## Exercise description
Can you carry on the HBase read-latency email thread from the point where it stops?

## Text segment
____________

Re: HBase Random Read latency > 100ms

Bharath Vissapragada Mon, 07 Oct 2013 01:52:17 -0700

Hi Ramu,

Thanks for reporting the results back. Just curious if you are hitting any
big GC pauses due to block cache churn on such large heap. Do you see it ?


- Bharath


On Mon, Oct 7, 2013 at 1:42 PM, Ramu M S <ramu.ma...@gmail.com> wrote:

> Lars,
>
> After changing the BLOCKSIZE to 16KB, the latency has reduced a little. Now
> the average is around 75ms.
> Overall throughput (I am using 40 Clients to fetch records) is around 1K
> OPS.
>
> After compaction hdfsBlocksLocalityIndex is 91,88,78,90,99,82,94,97 in my 8
> RS respectively.
>
> Thanks,
> Ramu
>
>
> On Mon, Oct 7, 2013 at 3:51 PM, Ramu M S <ramu.ma...@gmail.com> wrote:
>
> > Thanks Lars.
> >
> > I have changed the BLOCKSIZE to 16KB and triggered a major compaction. I
> > will report my results once it is done.
> >
> > - Ramu
> >
> >
> > On Mon, Oct 7, 2013 at 3:21 PM, lars hofhansl <la...@apache.org> wrote:
> >
> >> First of: 128gb heap per RegionServer. Wow.I'd be interested to hear
> your
> >> experience with such a large heap for your RS. It's definitely big
> enough.

____________

## Given entries

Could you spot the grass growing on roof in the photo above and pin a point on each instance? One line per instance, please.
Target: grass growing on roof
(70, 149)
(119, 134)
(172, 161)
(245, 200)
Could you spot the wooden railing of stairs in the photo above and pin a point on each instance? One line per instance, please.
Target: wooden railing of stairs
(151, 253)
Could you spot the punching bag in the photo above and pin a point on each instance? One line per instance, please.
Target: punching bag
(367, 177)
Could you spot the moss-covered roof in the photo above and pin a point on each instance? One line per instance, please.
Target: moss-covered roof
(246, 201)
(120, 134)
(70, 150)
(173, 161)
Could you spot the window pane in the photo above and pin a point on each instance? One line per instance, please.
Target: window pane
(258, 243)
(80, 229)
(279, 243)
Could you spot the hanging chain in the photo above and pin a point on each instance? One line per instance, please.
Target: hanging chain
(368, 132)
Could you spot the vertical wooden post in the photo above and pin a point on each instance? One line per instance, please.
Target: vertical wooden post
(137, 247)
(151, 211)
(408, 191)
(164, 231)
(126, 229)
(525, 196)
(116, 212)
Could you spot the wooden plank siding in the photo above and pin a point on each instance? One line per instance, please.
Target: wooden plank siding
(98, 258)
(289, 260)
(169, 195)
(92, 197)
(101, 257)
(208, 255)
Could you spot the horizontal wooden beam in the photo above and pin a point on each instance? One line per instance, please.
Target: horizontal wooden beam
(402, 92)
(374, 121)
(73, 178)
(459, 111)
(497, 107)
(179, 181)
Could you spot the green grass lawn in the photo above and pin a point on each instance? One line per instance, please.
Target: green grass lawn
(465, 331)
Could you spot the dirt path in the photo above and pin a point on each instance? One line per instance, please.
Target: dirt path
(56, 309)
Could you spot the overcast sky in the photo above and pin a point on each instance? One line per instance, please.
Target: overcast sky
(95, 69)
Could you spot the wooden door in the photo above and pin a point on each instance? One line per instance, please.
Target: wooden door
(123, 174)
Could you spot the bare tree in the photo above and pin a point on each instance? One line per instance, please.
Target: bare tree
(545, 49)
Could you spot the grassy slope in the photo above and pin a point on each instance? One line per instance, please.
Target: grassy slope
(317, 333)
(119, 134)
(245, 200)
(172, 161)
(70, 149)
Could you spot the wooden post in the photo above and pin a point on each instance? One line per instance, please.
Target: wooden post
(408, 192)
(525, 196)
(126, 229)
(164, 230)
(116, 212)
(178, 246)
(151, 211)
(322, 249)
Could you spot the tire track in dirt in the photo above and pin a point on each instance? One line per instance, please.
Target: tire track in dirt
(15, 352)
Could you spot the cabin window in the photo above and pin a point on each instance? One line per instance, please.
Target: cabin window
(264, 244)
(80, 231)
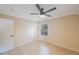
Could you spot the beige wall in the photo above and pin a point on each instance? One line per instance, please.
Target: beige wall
(63, 31)
(24, 30)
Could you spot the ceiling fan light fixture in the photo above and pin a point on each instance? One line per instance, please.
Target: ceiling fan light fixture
(42, 16)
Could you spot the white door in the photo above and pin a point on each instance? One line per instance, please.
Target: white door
(6, 30)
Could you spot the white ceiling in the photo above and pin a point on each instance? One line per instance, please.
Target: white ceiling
(24, 10)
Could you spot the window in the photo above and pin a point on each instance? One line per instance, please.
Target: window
(44, 29)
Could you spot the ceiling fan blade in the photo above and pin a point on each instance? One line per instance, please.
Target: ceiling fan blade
(39, 8)
(47, 15)
(50, 10)
(34, 13)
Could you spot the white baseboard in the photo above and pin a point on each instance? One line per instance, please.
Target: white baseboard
(23, 43)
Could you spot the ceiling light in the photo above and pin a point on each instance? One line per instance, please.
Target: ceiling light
(42, 16)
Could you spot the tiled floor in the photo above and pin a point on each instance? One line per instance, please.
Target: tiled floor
(40, 48)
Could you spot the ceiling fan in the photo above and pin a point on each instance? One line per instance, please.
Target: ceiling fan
(42, 12)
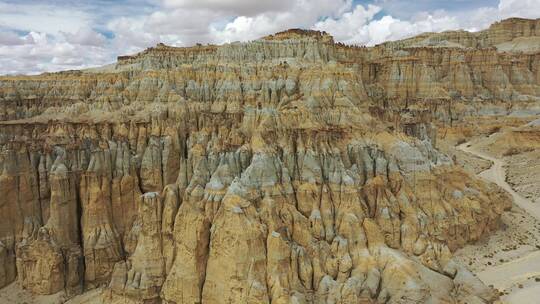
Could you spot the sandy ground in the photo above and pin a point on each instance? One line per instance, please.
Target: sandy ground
(510, 259)
(14, 294)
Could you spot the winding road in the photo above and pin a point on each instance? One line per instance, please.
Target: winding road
(519, 270)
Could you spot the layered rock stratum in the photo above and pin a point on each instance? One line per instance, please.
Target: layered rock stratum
(289, 169)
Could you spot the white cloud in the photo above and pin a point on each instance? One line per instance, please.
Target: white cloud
(47, 18)
(85, 36)
(234, 7)
(36, 36)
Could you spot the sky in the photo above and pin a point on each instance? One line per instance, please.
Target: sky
(50, 35)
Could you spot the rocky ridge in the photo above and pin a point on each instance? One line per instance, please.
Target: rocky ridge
(290, 169)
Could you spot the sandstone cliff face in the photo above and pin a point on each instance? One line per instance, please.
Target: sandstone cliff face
(286, 170)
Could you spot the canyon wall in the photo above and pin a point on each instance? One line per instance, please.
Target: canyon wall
(290, 169)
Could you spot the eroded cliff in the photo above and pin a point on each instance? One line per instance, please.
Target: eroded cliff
(289, 169)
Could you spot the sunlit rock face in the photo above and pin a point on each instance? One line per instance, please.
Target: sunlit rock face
(290, 169)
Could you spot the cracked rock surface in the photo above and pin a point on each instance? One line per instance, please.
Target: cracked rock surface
(290, 169)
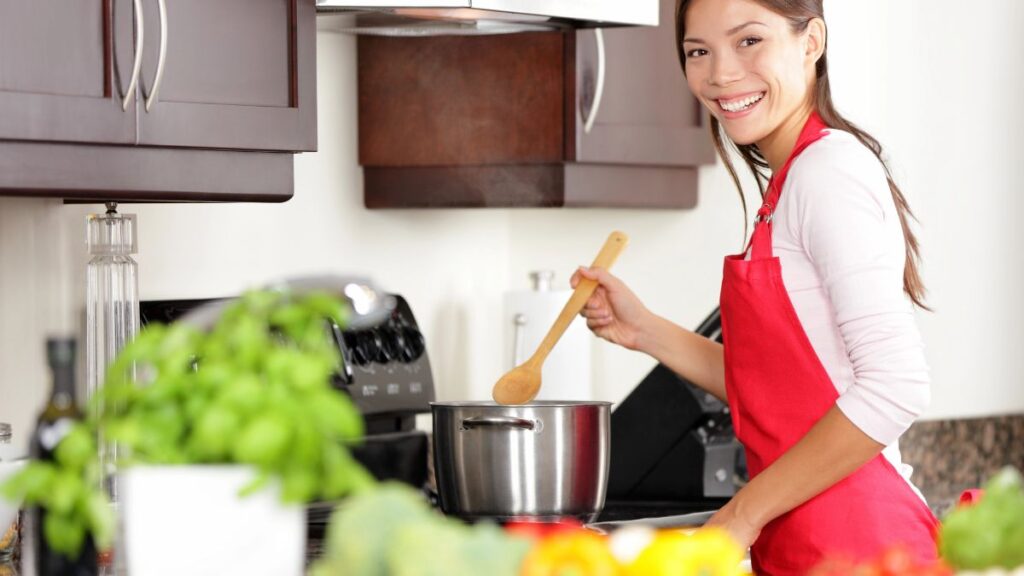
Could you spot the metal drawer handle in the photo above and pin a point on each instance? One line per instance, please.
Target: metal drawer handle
(152, 98)
(499, 422)
(137, 65)
(599, 90)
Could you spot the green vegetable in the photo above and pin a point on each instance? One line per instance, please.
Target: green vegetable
(390, 531)
(990, 533)
(255, 389)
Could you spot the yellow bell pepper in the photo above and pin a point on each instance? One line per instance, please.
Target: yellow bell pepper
(571, 553)
(706, 552)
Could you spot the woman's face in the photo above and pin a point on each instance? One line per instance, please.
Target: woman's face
(747, 66)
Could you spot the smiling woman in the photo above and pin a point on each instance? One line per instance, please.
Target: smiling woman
(821, 362)
(767, 60)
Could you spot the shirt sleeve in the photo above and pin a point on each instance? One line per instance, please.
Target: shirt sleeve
(850, 230)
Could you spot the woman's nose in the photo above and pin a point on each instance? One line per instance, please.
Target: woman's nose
(725, 70)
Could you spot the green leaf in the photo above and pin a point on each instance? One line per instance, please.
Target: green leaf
(77, 448)
(262, 442)
(64, 533)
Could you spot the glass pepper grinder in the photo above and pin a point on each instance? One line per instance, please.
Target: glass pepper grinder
(112, 306)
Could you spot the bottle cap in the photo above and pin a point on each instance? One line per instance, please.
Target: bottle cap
(111, 234)
(60, 352)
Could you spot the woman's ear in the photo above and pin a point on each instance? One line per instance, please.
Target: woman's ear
(816, 37)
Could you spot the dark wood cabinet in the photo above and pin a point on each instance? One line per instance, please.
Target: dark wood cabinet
(237, 88)
(59, 65)
(500, 121)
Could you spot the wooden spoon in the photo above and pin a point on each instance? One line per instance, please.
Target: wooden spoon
(520, 384)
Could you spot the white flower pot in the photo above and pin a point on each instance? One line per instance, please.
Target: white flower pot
(190, 520)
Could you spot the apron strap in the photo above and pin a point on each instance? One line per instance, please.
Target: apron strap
(760, 246)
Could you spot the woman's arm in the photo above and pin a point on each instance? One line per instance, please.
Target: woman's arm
(691, 356)
(832, 450)
(614, 313)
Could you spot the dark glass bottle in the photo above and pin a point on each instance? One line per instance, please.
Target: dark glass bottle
(55, 420)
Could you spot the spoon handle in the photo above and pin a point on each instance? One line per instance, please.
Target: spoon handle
(609, 252)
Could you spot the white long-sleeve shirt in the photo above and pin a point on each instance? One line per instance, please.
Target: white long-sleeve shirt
(838, 236)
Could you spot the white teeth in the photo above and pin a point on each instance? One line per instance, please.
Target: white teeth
(741, 105)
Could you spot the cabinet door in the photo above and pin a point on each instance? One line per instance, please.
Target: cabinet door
(237, 74)
(64, 67)
(646, 115)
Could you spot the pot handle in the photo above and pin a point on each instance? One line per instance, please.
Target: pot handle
(498, 422)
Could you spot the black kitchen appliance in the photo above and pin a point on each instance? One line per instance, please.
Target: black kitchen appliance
(386, 372)
(672, 442)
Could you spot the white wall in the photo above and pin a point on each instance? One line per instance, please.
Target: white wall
(937, 86)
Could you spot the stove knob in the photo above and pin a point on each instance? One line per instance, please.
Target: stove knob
(367, 347)
(351, 340)
(413, 344)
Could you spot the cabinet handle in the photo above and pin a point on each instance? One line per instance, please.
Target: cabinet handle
(599, 89)
(152, 98)
(137, 65)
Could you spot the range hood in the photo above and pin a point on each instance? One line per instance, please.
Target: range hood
(435, 17)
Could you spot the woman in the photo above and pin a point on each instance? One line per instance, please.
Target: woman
(822, 365)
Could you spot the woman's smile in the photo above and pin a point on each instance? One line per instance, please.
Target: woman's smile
(737, 106)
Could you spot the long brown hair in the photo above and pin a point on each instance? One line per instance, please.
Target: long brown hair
(800, 13)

____________

## Output for this exercise
> >>
> >>
> >> It's interesting hat 100gb do fit into the aggregate cache (of 8x32gb),
> >> while 1.8tb do not.
> >> Looks like ~70% of the read request would need to bring in a 64kb block
> >> in order to read 724 bytes.
> >>
> >> Should that take 100ms? No. Something's still amiss.
> >>
> >> Smaller blocks might help (you'd need to bring in 4, 8, or maybe 16k to
> >> read the small row). You would need to issue a major compaction for
> that to
> >> take effect.
> >> Maybe try 16k blocks. If that speeds up your random gets we know where
> to
> >> look next... At the disk IO.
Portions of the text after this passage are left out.